Output part of the material below as a Markdown table with two columns, No for the row number and Text for the line itself, leaving out blank lines. Start at the line containing "For the record, the village" and continue through the line containing "[0,127,157,259]", including both of those lines and nothing outside them.

((

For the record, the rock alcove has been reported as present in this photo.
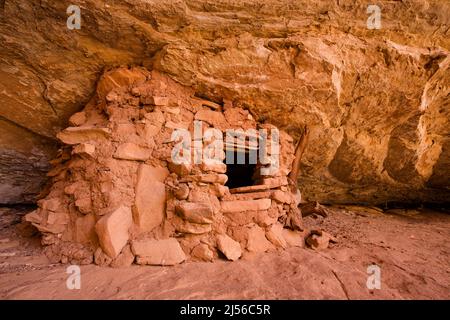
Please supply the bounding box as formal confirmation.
[26,68,304,267]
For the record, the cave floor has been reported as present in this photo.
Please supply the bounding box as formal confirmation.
[0,207,450,299]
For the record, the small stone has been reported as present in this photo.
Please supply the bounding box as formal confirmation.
[247,226,273,252]
[191,243,214,262]
[217,234,242,261]
[175,202,213,224]
[306,230,337,250]
[72,143,95,157]
[94,247,112,267]
[281,228,305,248]
[75,197,92,214]
[271,190,293,204]
[175,221,212,234]
[110,245,134,268]
[212,183,230,198]
[174,184,189,200]
[141,96,169,106]
[195,109,228,130]
[183,173,228,185]
[69,111,86,127]
[266,223,287,249]
[263,177,288,189]
[201,161,227,173]
[168,162,192,177]
[114,143,151,161]
[95,206,133,258]
[131,238,186,266]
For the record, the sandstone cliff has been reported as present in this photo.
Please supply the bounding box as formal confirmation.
[0,0,450,203]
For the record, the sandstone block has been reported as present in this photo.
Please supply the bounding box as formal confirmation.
[141,96,169,106]
[175,202,213,224]
[95,206,133,258]
[72,143,95,157]
[114,143,151,161]
[201,161,227,173]
[56,126,110,144]
[191,243,214,261]
[266,223,287,249]
[69,111,87,127]
[110,245,134,268]
[195,109,229,130]
[75,214,98,244]
[133,164,169,232]
[217,234,242,261]
[271,190,293,204]
[281,229,305,248]
[175,221,212,234]
[247,226,273,252]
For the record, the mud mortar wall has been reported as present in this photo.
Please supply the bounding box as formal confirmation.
[26,68,304,266]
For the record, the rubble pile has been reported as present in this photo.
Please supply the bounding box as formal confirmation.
[26,68,305,267]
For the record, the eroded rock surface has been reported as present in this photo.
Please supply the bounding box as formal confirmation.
[0,0,450,203]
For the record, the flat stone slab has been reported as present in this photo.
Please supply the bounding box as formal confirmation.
[230,184,271,193]
[220,199,272,213]
[131,238,186,266]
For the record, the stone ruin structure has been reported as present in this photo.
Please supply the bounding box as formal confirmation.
[25,68,305,267]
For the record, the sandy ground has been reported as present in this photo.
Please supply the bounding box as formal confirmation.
[0,207,450,299]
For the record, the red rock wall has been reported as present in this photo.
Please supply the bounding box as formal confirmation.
[0,0,450,204]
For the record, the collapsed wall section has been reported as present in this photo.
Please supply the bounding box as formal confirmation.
[26,68,304,267]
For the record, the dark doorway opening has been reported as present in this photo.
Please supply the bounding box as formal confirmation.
[225,151,256,189]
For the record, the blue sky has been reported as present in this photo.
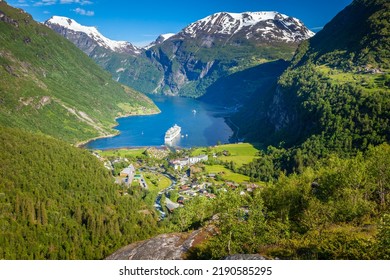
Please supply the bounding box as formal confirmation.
[7,0,352,45]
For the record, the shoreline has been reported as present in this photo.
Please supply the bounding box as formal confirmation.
[74,106,161,149]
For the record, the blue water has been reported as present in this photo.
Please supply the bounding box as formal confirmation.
[86,95,233,149]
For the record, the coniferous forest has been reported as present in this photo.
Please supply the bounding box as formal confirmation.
[0,0,390,259]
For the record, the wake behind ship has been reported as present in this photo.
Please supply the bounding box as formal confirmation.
[164,124,181,145]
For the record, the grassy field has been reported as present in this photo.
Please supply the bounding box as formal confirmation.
[192,143,259,167]
[205,165,249,183]
[316,65,389,91]
[96,148,145,158]
[142,172,172,191]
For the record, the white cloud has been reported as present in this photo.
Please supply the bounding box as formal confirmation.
[34,0,57,6]
[60,0,93,5]
[72,8,95,17]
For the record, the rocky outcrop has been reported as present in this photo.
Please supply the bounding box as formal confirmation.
[225,254,268,261]
[106,227,213,260]
[45,12,314,97]
[0,10,19,27]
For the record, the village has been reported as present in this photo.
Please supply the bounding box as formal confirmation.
[93,144,260,219]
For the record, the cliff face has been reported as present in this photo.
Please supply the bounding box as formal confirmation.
[106,228,212,260]
[45,12,314,97]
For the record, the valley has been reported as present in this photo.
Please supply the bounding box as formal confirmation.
[0,0,390,260]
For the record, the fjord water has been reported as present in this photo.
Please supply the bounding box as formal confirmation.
[86,95,233,149]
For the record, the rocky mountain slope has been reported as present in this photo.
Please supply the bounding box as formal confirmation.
[47,12,313,97]
[0,2,158,143]
[235,0,390,154]
[45,16,140,55]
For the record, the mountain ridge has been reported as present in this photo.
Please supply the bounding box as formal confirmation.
[0,2,158,143]
[45,12,313,97]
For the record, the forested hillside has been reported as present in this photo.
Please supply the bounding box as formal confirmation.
[234,0,390,164]
[0,2,158,143]
[0,126,160,259]
[181,144,390,260]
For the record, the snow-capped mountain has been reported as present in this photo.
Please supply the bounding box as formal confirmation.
[178,12,314,43]
[143,33,176,50]
[45,16,141,55]
[46,12,314,97]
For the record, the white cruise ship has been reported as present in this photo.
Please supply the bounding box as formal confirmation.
[164,124,181,144]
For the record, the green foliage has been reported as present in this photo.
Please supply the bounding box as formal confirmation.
[233,0,390,162]
[191,144,390,259]
[0,2,157,143]
[0,127,157,259]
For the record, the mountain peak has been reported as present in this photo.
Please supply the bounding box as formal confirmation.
[144,33,176,50]
[181,11,314,42]
[45,16,140,54]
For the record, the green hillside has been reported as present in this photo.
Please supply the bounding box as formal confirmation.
[234,0,390,160]
[0,126,157,259]
[0,2,158,143]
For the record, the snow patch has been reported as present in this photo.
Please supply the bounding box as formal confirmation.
[47,16,140,53]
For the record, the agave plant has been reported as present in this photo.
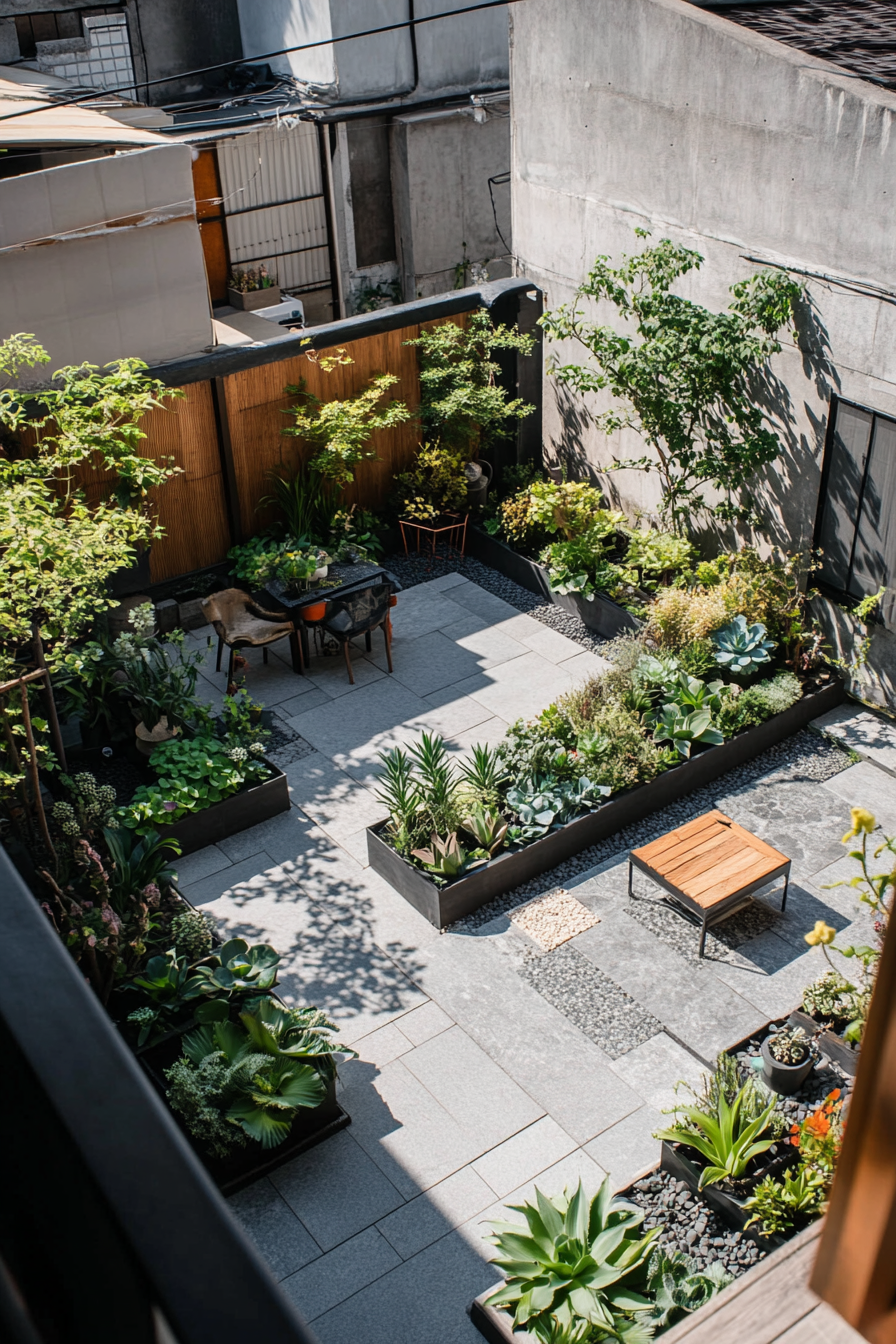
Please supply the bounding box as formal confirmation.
[709,616,776,676]
[647,1247,732,1331]
[488,1177,660,1344]
[653,1083,776,1189]
[463,802,508,859]
[411,831,489,882]
[653,704,724,759]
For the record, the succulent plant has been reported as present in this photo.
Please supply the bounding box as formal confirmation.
[653,704,724,759]
[709,616,776,676]
[768,1027,811,1064]
[411,831,489,882]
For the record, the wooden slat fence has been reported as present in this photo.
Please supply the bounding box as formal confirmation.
[66,313,465,583]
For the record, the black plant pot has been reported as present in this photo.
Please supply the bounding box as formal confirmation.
[762,1036,815,1097]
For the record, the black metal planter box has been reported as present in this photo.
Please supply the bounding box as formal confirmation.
[466,527,643,640]
[787,1009,858,1078]
[159,761,289,855]
[137,1032,351,1195]
[367,681,844,929]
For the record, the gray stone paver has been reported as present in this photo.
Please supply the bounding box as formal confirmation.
[181,575,896,1344]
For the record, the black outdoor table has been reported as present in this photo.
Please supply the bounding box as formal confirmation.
[265,560,402,675]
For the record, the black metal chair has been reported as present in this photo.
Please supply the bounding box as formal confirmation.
[320,583,392,685]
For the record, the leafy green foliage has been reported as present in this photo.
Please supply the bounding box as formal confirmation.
[411,831,489,882]
[488,1176,658,1344]
[283,365,411,491]
[653,704,724,759]
[744,1167,826,1236]
[165,1000,333,1157]
[540,228,802,532]
[120,734,270,833]
[654,1085,775,1189]
[0,335,184,650]
[395,444,466,523]
[709,614,775,676]
[406,309,535,461]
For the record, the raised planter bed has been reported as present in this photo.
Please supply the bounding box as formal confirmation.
[152,761,289,855]
[137,1028,351,1195]
[466,527,643,640]
[367,681,844,929]
[660,1138,799,1247]
[787,1008,858,1078]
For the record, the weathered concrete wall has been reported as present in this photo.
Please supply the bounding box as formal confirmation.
[238,0,508,102]
[0,145,212,384]
[510,0,896,700]
[392,103,510,302]
[512,0,896,544]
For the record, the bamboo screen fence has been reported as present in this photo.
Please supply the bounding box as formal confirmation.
[68,313,465,583]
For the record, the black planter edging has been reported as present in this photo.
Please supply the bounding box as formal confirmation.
[787,1008,858,1078]
[466,526,643,640]
[152,761,289,855]
[367,681,844,929]
[660,1138,797,1249]
[137,1027,351,1195]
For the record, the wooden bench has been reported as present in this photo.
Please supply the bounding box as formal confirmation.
[629,812,790,957]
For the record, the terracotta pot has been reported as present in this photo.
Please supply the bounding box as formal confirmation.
[134,714,180,757]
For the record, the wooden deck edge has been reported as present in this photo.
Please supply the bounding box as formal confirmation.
[662,1218,823,1344]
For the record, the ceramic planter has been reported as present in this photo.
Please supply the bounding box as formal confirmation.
[227,285,279,313]
[762,1036,815,1097]
[787,1009,860,1078]
[367,681,844,929]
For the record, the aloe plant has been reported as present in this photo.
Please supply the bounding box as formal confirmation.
[488,1177,660,1344]
[411,831,489,882]
[653,704,724,759]
[653,1083,776,1189]
[709,616,776,676]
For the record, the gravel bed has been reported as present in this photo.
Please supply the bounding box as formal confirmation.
[451,728,852,937]
[625,879,779,965]
[383,554,603,653]
[516,943,662,1059]
[625,1171,768,1278]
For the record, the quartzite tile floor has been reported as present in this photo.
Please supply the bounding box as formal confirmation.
[167,574,896,1344]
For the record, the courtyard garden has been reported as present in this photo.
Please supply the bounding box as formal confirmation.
[0,243,896,1344]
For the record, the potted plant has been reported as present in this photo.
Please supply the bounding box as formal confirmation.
[227,262,279,312]
[762,1027,815,1097]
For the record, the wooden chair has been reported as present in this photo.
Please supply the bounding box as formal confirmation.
[201,589,296,685]
[320,583,392,685]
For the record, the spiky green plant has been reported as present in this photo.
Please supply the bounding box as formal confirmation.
[488,1177,660,1344]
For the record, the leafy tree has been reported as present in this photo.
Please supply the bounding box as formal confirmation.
[541,236,802,532]
[283,349,411,491]
[0,333,183,655]
[406,309,535,458]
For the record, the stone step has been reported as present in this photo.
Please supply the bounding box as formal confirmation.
[811,703,896,778]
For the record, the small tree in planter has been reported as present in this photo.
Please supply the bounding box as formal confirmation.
[540,236,802,534]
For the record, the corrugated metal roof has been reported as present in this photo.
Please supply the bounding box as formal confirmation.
[700,0,896,89]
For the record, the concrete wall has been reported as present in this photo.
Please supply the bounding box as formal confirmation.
[0,145,212,384]
[238,0,508,102]
[392,103,510,302]
[510,0,896,709]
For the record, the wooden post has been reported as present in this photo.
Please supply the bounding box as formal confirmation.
[810,898,896,1344]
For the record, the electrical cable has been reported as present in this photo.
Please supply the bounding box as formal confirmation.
[0,0,520,121]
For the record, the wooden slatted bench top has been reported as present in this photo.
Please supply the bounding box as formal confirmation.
[631,812,789,910]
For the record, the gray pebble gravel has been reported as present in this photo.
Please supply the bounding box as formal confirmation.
[517,943,662,1059]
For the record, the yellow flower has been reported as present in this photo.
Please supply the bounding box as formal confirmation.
[806,919,837,948]
[844,808,877,844]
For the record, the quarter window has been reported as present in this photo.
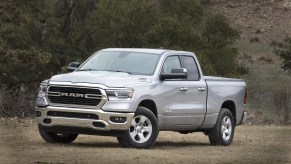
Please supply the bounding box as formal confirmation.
[162,56,182,73]
[181,56,200,80]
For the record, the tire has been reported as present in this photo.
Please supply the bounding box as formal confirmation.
[117,106,159,149]
[208,108,235,146]
[38,125,78,143]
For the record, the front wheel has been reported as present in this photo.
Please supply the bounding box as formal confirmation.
[38,125,78,143]
[117,107,159,148]
[208,108,235,146]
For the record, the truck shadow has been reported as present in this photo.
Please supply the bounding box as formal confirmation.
[70,141,211,149]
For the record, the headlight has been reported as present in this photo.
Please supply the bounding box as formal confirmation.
[36,83,48,107]
[37,84,47,97]
[106,88,133,101]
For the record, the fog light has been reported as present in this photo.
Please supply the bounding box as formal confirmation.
[34,111,41,117]
[43,118,52,124]
[36,97,48,107]
[110,116,126,123]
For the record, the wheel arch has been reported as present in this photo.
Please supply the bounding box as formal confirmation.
[221,100,236,123]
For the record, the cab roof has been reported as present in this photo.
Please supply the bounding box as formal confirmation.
[100,48,193,54]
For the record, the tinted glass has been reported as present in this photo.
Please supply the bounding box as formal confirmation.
[181,56,200,80]
[162,56,182,73]
[79,51,160,75]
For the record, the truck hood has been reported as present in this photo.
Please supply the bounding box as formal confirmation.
[50,71,151,87]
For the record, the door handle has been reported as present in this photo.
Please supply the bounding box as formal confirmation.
[180,87,188,91]
[198,87,206,92]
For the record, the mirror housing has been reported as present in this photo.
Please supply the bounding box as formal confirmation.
[160,68,187,81]
[67,62,81,72]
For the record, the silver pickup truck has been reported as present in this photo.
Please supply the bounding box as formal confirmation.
[35,48,247,148]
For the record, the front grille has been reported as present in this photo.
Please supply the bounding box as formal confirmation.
[47,111,99,120]
[48,86,102,106]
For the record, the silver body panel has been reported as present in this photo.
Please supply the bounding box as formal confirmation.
[36,49,247,131]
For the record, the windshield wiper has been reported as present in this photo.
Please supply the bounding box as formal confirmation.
[78,69,98,71]
[102,70,132,74]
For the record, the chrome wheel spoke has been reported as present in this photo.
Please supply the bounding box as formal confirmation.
[225,118,231,126]
[143,125,153,133]
[221,116,232,141]
[139,116,148,124]
[138,133,148,143]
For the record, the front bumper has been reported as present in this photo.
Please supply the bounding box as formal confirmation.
[240,112,248,125]
[36,106,134,131]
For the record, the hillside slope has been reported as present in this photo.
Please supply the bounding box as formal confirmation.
[210,0,291,124]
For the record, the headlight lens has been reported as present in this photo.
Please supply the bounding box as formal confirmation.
[38,84,47,97]
[106,88,133,101]
[36,84,48,107]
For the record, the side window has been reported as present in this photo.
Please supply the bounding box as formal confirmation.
[181,56,200,80]
[162,56,182,73]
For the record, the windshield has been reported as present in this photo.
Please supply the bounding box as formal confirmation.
[78,51,160,75]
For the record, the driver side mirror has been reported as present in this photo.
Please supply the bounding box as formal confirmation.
[67,62,81,72]
[160,68,187,80]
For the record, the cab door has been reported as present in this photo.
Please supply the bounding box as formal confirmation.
[160,55,207,128]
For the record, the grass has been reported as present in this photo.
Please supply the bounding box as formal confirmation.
[236,39,291,124]
[0,119,291,163]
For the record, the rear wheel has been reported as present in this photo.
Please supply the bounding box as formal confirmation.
[117,107,159,148]
[208,108,235,146]
[38,125,78,143]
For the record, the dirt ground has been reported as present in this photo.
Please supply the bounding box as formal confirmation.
[0,118,291,164]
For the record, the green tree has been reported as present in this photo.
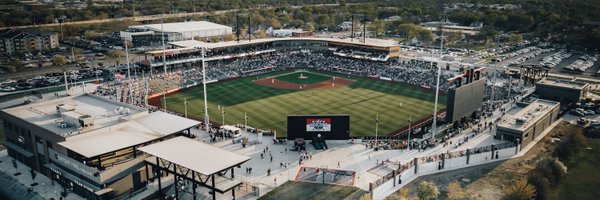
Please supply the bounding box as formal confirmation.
[534,157,567,186]
[508,34,523,45]
[384,188,410,200]
[289,19,304,28]
[302,23,315,32]
[417,29,433,43]
[369,20,385,37]
[479,26,498,43]
[417,181,440,200]
[106,50,125,65]
[502,179,536,200]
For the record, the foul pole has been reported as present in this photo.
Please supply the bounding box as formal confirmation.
[202,47,210,133]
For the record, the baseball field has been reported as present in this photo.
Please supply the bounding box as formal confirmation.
[151,70,446,137]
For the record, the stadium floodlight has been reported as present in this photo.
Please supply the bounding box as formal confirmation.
[123,38,133,104]
[375,113,379,148]
[183,98,187,118]
[244,112,248,130]
[407,113,412,151]
[431,17,445,143]
[202,47,210,134]
[161,15,167,74]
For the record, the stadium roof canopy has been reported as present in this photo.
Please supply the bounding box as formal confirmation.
[537,78,589,90]
[58,111,200,158]
[139,137,250,176]
[146,37,398,54]
[129,21,231,33]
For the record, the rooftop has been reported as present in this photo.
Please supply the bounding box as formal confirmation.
[537,78,588,90]
[129,21,231,33]
[3,94,147,138]
[498,99,560,131]
[58,111,199,158]
[139,137,250,175]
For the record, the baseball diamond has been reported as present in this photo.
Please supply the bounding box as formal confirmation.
[155,70,446,137]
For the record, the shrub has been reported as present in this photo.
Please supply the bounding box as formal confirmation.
[502,179,536,200]
[417,181,440,200]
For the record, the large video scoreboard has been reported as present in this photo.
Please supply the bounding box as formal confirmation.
[287,115,350,140]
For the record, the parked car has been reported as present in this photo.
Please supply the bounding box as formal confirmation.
[590,120,600,127]
[570,110,585,117]
[0,86,17,92]
[584,110,596,115]
[577,117,588,126]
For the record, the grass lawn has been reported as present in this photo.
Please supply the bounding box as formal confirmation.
[161,71,446,136]
[551,135,600,200]
[258,181,366,200]
[275,72,331,84]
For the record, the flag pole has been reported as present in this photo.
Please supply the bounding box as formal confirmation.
[375,113,379,148]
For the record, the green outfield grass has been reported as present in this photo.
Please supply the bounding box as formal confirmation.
[275,72,331,84]
[161,71,446,136]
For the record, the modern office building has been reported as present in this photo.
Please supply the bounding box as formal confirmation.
[121,21,232,46]
[496,99,560,147]
[0,29,60,55]
[535,78,589,106]
[0,94,200,199]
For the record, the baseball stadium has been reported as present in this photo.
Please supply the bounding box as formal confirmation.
[151,70,446,136]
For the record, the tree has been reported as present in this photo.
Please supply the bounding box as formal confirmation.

))

_Answer for this exercise_
| No | Text |
|---|---|
| 1 | For the record, the village has been reported as present in this photo. |
| 2 | Please supply the bounding box as formal confirmation. |
| 3 | [93,144,260,219] |
| 4 | For the record, the cliff face has been reported as present in this photo. |
| 5 | Please supply the bounding box as formal confirmation. |
| 6 | [106,228,212,260] |
| 7 | [45,12,314,97] |
| 8 | For the record, the valley has been reported as present in this photo. |
| 9 | Please supply the bounding box as formal confirmation. |
| 10 | [0,0,390,260] |
| 11 | For the record, the fjord water has been reported as present in this photo. |
| 12 | Please supply the bounding box as formal confirmation. |
| 13 | [86,95,233,149] |
| 14 | For the record, the rocky mountain slope has been reported as present in this photo. |
| 15 | Please supply the bounding box as formal confirmation. |
| 16 | [47,12,313,97] |
| 17 | [0,2,158,143] |
| 18 | [235,0,390,154] |
| 19 | [45,16,140,55] |
| 20 | For the record, the mountain ridge has been reported as present in this photo. |
| 21 | Please supply the bounding box as formal confirmation. |
| 22 | [0,2,158,143] |
| 23 | [45,12,313,97] |
| 24 | For the record, the forested hillside has been reported as present in this photo. |
| 25 | Please supply the bounding box as formal confirmation. |
| 26 | [234,0,390,164] |
| 27 | [0,2,158,143] |
| 28 | [0,126,160,259] |
| 29 | [181,144,390,260] |
| 30 | For the record, the snow-capped mountain has been reported as present in this photo. |
| 31 | Please supply the bounding box as formal confirmation. |
| 32 | [178,12,314,43] |
| 33 | [143,33,176,50] |
| 34 | [45,16,141,55] |
| 35 | [46,12,314,97] |
| 36 | For the record, the white cruise ship has been reported as present in this photo. |
| 37 | Please supply the bounding box as formal confirmation. |
| 38 | [164,124,181,144] |
| 39 | For the record, the green foliage has been reported as present in this photo. |
| 40 | Please supply the bounding box as formal confirmation. |
| 41 | [233,0,390,162] |
| 42 | [191,144,390,259] |
| 43 | [0,2,157,143] |
| 44 | [0,127,157,259] |